WHAT IS NEEDED >> Starting at the line that contains "of the embroidered" and ending with the last of the records, repeat the lines with "outlines" swapped for "shapes" and everything else unchanged. Leave the pictures out of your answer.

TASK INPUT >>
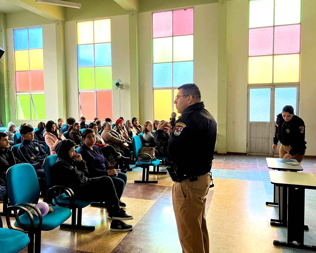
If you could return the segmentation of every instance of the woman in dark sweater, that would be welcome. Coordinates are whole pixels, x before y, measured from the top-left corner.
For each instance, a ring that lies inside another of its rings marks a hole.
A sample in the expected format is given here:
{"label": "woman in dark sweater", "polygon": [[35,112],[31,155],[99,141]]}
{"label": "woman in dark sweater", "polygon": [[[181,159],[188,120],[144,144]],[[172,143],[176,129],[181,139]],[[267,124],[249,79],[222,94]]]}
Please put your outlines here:
{"label": "woman in dark sweater", "polygon": [[121,220],[131,219],[133,216],[128,215],[120,207],[112,179],[105,176],[90,177],[86,162],[80,154],[75,152],[76,145],[73,141],[64,140],[56,146],[55,150],[58,158],[52,170],[54,173],[53,176],[54,185],[70,188],[75,193],[76,199],[105,202],[109,216],[113,220],[110,230],[131,230],[132,226]]}
{"label": "woman in dark sweater", "polygon": [[[114,169],[104,158],[101,149],[94,145],[95,135],[90,128],[86,129],[82,134],[83,143],[79,149],[80,154],[85,161],[89,173],[92,176],[108,176],[112,179],[116,190],[118,199],[120,200],[127,181],[126,174]],[[125,207],[126,205],[120,201],[119,205]]]}

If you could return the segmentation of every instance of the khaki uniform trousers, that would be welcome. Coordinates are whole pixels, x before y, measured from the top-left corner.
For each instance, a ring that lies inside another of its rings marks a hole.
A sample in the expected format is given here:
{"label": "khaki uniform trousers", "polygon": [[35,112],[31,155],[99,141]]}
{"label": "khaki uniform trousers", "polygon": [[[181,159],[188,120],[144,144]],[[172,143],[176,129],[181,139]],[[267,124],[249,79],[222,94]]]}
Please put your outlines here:
{"label": "khaki uniform trousers", "polygon": [[211,182],[210,173],[175,182],[172,202],[179,238],[184,253],[209,253],[209,240],[206,227],[205,203]]}
{"label": "khaki uniform trousers", "polygon": [[[283,158],[286,154],[288,153],[292,149],[292,147],[289,147],[288,146],[285,146],[285,145],[281,144],[280,147],[280,150],[279,151],[279,153],[280,155],[280,158]],[[300,163],[303,160],[304,157],[304,155],[305,154],[305,151],[306,150],[304,150],[304,153],[303,155],[300,155],[296,154],[292,157],[291,159],[296,159],[299,163]]]}

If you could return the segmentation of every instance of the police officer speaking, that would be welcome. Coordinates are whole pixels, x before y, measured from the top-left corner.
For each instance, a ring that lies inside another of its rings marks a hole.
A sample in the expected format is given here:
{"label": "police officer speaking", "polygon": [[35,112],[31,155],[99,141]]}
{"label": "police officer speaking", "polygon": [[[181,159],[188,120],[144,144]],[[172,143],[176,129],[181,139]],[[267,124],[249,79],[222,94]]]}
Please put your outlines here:
{"label": "police officer speaking", "polygon": [[300,163],[306,149],[305,141],[305,124],[303,120],[294,115],[294,109],[290,105],[286,105],[282,113],[276,117],[276,132],[272,148],[276,150],[279,141],[280,158],[296,159]]}
{"label": "police officer speaking", "polygon": [[196,84],[186,83],[178,89],[174,102],[181,116],[173,127],[167,121],[159,124],[155,141],[173,164],[168,170],[174,181],[172,201],[183,251],[206,253],[209,243],[205,203],[217,124],[204,108]]}

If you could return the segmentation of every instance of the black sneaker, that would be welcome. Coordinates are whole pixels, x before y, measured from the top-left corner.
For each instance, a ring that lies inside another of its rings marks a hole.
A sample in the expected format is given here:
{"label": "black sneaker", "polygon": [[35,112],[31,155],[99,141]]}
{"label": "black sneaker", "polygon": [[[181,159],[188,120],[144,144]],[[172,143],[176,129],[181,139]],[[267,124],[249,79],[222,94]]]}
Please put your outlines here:
{"label": "black sneaker", "polygon": [[111,231],[129,231],[133,228],[133,226],[128,225],[121,220],[118,222],[113,220],[111,222],[110,230]]}
{"label": "black sneaker", "polygon": [[125,204],[124,202],[123,202],[121,200],[120,200],[119,201],[118,201],[118,205],[121,207],[126,207],[126,204]]}
{"label": "black sneaker", "polygon": [[120,208],[119,211],[116,213],[113,214],[111,216],[109,215],[109,219],[110,219],[127,220],[129,219],[133,219],[134,218],[131,215],[129,215],[126,214],[126,212],[121,207]]}

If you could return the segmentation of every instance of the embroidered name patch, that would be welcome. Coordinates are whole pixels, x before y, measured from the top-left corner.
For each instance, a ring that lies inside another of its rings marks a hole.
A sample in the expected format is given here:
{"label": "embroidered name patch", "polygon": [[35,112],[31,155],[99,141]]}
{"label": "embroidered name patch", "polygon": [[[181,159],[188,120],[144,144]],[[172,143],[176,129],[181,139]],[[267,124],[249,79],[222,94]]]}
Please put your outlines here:
{"label": "embroidered name patch", "polygon": [[181,132],[183,130],[183,128],[186,126],[185,124],[183,123],[179,122],[176,124],[176,127],[173,131],[173,134],[176,136],[178,136],[181,134]]}

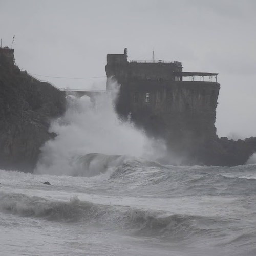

TASK RESPONSE >>
If you could return the segmentation of every instance of the embroidered name patch, that would be welcome. Coordinates are whole pixels, x before y, measured from the top-left corner.
For each instance, a ring that lies inside another of its rings marks a hole.
A sample in the expected format is given here:
{"label": "embroidered name patch", "polygon": [[35,112],[31,155],[99,141]]}
{"label": "embroidered name patch", "polygon": [[[181,159],[188,120],[144,144]],[[172,143],[176,129],[181,139]],[[267,124],[249,79],[222,94]]]}
Please put your shapes here:
{"label": "embroidered name patch", "polygon": [[181,132],[183,130],[183,128],[186,126],[185,124],[183,123],[179,122],[176,124],[176,127],[173,131],[173,134],[176,136],[178,136],[181,134]]}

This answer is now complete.